▸ **What this task involves**: Rewrite everything from the line containing "dog's tongue, put" down to the end of the records, replacing "thickest part" with "widest part" and leaving all else unchanged.

Dataset records
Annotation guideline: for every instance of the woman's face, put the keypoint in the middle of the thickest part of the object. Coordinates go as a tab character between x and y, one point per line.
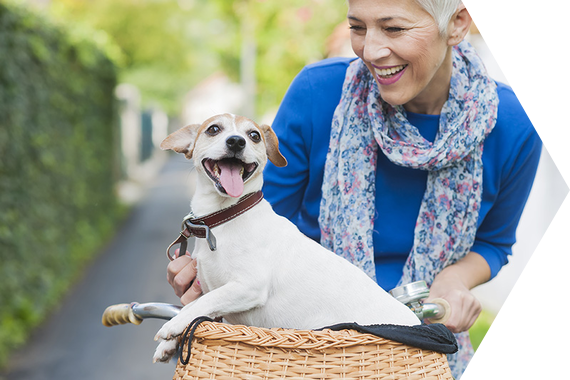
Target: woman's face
401	45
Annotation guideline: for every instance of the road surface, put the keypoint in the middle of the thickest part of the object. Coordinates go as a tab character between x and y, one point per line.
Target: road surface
72	343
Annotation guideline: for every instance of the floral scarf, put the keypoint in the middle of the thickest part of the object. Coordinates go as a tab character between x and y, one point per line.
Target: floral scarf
447	221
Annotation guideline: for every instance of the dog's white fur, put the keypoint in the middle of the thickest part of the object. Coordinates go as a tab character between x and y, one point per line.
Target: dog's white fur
265	272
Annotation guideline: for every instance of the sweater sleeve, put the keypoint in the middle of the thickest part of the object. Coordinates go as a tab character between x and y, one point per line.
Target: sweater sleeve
284	187
497	231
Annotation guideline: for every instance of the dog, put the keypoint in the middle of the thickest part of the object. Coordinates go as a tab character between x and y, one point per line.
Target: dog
263	272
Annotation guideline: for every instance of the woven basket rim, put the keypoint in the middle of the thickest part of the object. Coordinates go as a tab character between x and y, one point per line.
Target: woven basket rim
224	351
290	338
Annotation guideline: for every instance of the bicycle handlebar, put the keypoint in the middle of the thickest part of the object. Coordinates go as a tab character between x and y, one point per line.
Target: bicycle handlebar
436	312
135	312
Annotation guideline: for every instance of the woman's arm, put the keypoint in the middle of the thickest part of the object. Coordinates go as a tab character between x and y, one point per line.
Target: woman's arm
454	284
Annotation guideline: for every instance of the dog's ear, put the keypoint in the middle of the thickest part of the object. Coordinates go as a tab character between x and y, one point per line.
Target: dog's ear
181	141
272	146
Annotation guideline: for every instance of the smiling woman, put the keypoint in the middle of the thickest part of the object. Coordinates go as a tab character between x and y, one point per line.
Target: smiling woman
416	184
403	47
409	161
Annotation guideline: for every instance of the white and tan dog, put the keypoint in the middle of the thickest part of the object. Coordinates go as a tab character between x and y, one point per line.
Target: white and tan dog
264	272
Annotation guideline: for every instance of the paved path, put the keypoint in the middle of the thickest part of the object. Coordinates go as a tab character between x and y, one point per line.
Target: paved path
73	344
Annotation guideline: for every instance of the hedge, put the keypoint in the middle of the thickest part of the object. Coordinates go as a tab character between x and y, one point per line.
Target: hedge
57	162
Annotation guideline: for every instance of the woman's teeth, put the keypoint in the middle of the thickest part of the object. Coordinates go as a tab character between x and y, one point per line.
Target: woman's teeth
389	72
216	171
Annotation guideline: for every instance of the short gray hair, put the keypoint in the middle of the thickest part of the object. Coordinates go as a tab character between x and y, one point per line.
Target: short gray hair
441	11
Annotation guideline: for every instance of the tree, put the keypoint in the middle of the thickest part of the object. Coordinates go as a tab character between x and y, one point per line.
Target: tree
169	45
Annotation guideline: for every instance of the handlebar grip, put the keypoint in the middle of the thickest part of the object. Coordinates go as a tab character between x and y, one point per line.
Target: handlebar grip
444	311
120	314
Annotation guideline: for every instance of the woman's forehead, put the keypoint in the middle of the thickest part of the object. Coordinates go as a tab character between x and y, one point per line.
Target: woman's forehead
385	10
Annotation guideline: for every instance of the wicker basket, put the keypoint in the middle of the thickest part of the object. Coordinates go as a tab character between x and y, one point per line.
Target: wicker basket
221	351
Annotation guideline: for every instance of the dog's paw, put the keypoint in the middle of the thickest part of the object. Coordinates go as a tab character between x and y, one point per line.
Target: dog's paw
171	329
165	351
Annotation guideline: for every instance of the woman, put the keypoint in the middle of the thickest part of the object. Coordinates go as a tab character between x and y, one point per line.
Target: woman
409	161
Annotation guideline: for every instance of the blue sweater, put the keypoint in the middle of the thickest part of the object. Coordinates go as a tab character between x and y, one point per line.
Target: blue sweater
510	159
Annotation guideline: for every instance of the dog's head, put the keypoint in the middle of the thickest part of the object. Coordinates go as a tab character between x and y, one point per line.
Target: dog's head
230	150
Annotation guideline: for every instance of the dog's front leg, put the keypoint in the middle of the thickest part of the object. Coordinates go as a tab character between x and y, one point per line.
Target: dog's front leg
233	297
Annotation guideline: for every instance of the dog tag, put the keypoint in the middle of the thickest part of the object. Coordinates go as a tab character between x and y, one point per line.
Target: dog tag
211	239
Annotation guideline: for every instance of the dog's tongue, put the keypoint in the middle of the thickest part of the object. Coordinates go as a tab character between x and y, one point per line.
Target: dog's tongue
230	178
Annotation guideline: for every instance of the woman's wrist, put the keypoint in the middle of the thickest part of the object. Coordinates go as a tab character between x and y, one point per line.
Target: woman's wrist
470	271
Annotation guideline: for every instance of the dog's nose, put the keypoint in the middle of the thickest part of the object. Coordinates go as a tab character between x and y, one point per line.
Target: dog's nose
235	143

▸ **Expected answer**:
Annotation guideline: for every instance of the dog's tongue, put the keypoint in the middle of the widest part of the object. Coordinates go as a tab character between x and y, one point per line.
Target: dog's tongue
230	178
Annotation guideline: for every instance of the woman's wrist, put the keypoint in the middle of the widest part of the object. Coordinates go as a tab character between x and y, one point per line.
Target: woman's wrist
470	271
Annotation guideline: for every instance of the dog's nose, put the keypoint in the middle of the widest part of the object. Coordinates go as a tab character between x and y, one point per line.
Target: dog's nose
235	143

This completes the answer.